- **Отрывок для чтения**
Я полагал найти в деле протокол допроса Нади — моей доброй знакомой по Кенигсбергу, человека, хорошо меня знавшего. Но его не было. До комка в горле тронули совершенно неожиданные показания Владимира Константиновича Цветинского, командира партизанского отряда. Даже было непонятно, почему его показания находятся в деле. Владимир Константинович рассказал просто то, что было.

Затем выложили на столик передо мной кучу фотографий, изъятых дома при обыске, а также кое-какие бумаги. Как мне сказал следователь, их полагалось уничтожить, а перед этим для проформы я их просматривал — соблюдение законности. Смотреть на все это было до боли тяжело и в то же время приятно. Странным было это совпадение двух миров, здешнего и тамошнего — таких противоположных. Однако, все это означало конец следствия.

Еще прежде на одном из допросов я попытался увязать свое здешнее пребывание с отказом Бурмистрову завербоваться и сотрудничать с органами. Щелковский замял этот разговор, промолвив лишь: «Что ж ты думаешь, тебя за это посадили?». Естественно, никаких материалов, касавшихся тогдашней вербовки, в деле, которое мне дали на просмотр, я не обнаружил.

- **Исходные данные**
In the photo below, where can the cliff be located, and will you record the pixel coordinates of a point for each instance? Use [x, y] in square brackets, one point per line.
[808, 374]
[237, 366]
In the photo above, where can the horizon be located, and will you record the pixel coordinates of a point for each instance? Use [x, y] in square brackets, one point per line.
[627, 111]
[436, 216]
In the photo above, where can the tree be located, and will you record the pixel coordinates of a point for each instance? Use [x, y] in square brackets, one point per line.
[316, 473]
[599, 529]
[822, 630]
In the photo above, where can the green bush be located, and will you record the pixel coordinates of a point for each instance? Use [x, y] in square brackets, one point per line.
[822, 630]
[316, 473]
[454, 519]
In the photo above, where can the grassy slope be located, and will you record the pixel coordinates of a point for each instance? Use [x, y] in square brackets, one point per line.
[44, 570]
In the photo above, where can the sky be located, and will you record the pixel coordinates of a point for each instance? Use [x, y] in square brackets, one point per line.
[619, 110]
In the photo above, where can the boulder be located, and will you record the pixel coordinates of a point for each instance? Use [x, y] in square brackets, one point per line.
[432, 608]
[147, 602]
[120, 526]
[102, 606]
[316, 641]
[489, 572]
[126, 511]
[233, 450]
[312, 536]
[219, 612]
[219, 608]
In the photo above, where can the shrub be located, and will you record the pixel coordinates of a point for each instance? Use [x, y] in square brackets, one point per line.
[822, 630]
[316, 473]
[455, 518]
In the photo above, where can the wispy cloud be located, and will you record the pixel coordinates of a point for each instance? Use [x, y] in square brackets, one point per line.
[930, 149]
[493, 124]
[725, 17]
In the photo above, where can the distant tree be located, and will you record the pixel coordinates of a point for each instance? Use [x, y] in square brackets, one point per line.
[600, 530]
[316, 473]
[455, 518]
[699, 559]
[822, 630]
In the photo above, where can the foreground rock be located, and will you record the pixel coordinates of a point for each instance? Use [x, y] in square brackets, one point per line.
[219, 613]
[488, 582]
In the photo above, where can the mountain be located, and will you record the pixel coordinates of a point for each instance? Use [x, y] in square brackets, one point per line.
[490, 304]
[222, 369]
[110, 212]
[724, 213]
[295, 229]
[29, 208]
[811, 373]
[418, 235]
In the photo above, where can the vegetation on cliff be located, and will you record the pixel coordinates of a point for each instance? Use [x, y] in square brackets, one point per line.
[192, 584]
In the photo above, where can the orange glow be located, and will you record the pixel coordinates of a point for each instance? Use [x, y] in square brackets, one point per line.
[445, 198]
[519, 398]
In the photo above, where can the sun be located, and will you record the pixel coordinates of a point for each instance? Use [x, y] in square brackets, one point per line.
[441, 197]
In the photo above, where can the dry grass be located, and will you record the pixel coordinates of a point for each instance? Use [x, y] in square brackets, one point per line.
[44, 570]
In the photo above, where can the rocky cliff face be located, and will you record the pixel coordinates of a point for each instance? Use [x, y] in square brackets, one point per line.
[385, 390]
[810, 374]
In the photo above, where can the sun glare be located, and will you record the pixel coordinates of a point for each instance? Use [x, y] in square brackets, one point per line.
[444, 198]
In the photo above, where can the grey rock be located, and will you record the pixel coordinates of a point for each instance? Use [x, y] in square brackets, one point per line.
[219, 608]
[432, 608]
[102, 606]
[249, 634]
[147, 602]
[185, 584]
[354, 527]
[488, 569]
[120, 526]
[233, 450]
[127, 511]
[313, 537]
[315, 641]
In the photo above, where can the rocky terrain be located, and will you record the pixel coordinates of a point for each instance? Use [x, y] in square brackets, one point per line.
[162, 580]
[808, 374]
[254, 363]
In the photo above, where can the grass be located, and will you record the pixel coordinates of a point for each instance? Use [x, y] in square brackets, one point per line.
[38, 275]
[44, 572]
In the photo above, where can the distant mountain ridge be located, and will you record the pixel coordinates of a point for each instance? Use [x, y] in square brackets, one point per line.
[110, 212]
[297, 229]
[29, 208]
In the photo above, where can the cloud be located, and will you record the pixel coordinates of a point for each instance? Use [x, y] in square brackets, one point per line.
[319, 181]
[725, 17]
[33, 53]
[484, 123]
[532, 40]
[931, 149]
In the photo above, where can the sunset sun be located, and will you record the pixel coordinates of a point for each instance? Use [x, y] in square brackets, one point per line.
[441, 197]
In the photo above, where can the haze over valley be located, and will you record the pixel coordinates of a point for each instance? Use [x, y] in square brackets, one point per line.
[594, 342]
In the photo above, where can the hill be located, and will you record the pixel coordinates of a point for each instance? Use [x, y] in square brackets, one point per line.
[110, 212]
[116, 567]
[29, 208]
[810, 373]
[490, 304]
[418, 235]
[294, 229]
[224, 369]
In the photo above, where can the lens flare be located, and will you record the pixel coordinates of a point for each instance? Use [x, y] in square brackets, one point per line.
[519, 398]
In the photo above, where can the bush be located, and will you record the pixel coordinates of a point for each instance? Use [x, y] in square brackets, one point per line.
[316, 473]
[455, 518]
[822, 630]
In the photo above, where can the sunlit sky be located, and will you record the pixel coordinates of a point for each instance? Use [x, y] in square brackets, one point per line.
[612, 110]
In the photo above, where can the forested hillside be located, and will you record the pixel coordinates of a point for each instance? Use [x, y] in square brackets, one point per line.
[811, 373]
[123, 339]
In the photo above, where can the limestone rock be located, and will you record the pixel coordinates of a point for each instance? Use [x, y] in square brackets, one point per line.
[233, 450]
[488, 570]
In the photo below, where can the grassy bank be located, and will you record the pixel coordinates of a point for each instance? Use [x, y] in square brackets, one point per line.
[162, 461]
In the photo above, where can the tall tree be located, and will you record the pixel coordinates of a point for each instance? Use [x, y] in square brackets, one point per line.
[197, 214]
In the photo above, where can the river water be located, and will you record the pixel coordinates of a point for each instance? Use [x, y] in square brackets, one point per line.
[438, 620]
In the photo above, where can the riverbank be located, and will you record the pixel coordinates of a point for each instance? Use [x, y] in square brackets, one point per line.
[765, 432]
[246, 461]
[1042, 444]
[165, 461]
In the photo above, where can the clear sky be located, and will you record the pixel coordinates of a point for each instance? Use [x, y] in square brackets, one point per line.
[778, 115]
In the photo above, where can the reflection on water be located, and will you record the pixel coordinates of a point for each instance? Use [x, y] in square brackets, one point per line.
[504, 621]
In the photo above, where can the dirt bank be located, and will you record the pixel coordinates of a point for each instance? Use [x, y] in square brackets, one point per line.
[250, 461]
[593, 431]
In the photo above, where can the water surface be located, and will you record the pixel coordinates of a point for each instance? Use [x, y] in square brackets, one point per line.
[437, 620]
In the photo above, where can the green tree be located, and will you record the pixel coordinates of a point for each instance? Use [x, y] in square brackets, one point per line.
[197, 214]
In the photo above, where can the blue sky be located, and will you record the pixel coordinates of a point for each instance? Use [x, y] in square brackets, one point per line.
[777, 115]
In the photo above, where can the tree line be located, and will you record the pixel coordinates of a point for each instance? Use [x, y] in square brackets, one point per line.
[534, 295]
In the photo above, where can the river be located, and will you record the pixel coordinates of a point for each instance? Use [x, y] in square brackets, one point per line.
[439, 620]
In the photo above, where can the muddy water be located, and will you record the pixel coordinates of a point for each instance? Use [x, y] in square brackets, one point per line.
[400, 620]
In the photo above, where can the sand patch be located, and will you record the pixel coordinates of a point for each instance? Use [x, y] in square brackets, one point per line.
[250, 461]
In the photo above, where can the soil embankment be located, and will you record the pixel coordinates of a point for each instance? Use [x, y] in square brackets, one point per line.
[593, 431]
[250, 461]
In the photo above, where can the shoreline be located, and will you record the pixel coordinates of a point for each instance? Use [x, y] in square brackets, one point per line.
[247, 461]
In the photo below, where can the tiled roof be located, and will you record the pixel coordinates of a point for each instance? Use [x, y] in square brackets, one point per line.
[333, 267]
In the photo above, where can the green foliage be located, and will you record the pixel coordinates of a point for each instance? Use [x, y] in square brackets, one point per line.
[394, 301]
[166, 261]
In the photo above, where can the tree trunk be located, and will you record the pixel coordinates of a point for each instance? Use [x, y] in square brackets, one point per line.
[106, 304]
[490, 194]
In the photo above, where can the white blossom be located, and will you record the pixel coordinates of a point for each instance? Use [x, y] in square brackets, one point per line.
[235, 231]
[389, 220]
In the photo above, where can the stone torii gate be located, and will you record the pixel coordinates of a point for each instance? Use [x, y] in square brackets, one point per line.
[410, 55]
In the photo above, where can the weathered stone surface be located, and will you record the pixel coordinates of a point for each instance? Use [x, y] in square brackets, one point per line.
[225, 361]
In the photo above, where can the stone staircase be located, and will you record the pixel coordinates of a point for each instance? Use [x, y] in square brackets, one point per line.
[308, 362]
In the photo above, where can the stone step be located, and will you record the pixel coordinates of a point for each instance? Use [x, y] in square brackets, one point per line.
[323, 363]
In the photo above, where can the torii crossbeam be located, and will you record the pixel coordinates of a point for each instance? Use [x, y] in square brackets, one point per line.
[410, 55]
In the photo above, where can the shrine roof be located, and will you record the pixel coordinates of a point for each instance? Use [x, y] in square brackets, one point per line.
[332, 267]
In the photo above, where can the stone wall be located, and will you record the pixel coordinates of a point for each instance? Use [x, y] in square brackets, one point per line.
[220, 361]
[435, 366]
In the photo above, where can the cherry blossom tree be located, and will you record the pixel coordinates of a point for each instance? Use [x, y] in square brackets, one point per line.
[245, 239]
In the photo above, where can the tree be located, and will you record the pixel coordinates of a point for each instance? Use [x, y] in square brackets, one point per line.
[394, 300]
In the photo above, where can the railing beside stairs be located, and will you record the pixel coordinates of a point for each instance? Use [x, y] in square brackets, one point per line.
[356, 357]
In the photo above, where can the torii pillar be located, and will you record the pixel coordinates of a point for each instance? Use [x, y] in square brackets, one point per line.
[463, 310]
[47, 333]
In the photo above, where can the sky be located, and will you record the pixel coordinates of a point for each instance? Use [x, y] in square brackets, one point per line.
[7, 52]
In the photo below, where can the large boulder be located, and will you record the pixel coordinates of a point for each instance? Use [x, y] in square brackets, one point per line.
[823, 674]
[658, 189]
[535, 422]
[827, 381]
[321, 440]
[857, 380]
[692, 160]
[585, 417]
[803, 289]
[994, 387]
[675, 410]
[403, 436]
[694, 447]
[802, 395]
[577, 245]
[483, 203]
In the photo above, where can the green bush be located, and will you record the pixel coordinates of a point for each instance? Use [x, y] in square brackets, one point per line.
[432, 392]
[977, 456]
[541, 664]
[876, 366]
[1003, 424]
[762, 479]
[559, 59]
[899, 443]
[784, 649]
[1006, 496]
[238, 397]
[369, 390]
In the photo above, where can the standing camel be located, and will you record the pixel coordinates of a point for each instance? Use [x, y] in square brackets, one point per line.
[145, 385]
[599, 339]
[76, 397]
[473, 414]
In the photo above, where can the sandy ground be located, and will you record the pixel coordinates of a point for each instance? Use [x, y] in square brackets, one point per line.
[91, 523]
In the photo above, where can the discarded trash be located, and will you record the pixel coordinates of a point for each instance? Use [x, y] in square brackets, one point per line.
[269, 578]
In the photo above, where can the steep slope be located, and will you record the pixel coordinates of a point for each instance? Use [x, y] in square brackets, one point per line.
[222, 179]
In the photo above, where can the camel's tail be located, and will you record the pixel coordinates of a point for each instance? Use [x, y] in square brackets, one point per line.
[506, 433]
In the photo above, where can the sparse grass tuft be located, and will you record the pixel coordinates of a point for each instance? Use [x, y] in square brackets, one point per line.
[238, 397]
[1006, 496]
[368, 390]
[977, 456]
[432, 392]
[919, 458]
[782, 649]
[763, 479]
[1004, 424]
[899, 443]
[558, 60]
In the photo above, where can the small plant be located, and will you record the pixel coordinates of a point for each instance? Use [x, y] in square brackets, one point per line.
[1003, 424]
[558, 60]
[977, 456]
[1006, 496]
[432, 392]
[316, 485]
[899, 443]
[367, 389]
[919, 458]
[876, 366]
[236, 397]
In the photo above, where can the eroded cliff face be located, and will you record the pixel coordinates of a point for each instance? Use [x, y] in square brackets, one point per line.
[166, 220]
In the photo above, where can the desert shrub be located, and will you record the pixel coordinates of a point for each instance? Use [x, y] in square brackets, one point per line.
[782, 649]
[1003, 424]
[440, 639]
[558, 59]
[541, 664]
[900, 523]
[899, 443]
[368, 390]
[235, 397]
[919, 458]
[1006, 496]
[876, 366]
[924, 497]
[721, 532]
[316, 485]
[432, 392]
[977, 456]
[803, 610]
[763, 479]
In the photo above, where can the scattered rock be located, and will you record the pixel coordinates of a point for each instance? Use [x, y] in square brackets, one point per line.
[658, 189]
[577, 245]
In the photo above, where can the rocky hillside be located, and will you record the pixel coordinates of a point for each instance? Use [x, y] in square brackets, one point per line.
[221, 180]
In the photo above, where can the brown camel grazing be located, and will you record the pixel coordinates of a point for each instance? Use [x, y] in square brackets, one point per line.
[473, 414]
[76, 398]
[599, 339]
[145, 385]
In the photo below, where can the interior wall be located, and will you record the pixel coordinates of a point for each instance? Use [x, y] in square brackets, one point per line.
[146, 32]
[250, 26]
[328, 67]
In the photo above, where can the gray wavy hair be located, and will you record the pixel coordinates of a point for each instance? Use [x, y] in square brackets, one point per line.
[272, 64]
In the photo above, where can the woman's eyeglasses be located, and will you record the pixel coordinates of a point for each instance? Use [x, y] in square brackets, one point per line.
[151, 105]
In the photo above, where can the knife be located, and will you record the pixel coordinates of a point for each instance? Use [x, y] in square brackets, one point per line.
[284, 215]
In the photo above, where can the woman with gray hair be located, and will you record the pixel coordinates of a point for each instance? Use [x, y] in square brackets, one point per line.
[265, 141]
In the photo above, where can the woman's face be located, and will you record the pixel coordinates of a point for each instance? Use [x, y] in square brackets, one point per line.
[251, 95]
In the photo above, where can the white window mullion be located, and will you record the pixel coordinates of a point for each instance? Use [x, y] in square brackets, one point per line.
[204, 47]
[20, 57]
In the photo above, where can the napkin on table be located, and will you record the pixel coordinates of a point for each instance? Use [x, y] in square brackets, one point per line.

- **Задания**
A. Чьи показания, согласно отрывку, оказались совершенно неожиданными?
B. Воспроизведите без изменений фрагмент отрывка, начиная со слов «Я полагал найти» и заканчивая словами «означало конец следствия.».

- **Ответы по заданиям**
A. Показания Владимира Константиновича Цветинского, командира партизанского отряда.

B.
Я полагал найти в деле протокол допроса Нади — моей доброй знакомой по Кенигсбергу, человека, хорошо меня знавшего. Но его не было. До комка в горле тронули совершенно неожиданные показания Владимира Константиновича Цветинского, командира партизанского отряда. Даже было непонятно, почему его показания находятся в деле. Владимир Константинович рассказал просто то, что было.

Затем выложили на столик передо мной кучу фотографий, изъятых дома при обыске, а также кое-какие бумаги. Как мне сказал следователь, их полагалось уничтожить, а перед этим для проформы я их просматривал — соблюдение законности. Смотреть на все это было до боли тяжело и в то же время приятно. Странным было это совпадение двух миров, здешнего и тамошнего — таких противоположных. Однако, все это означало конец следствия.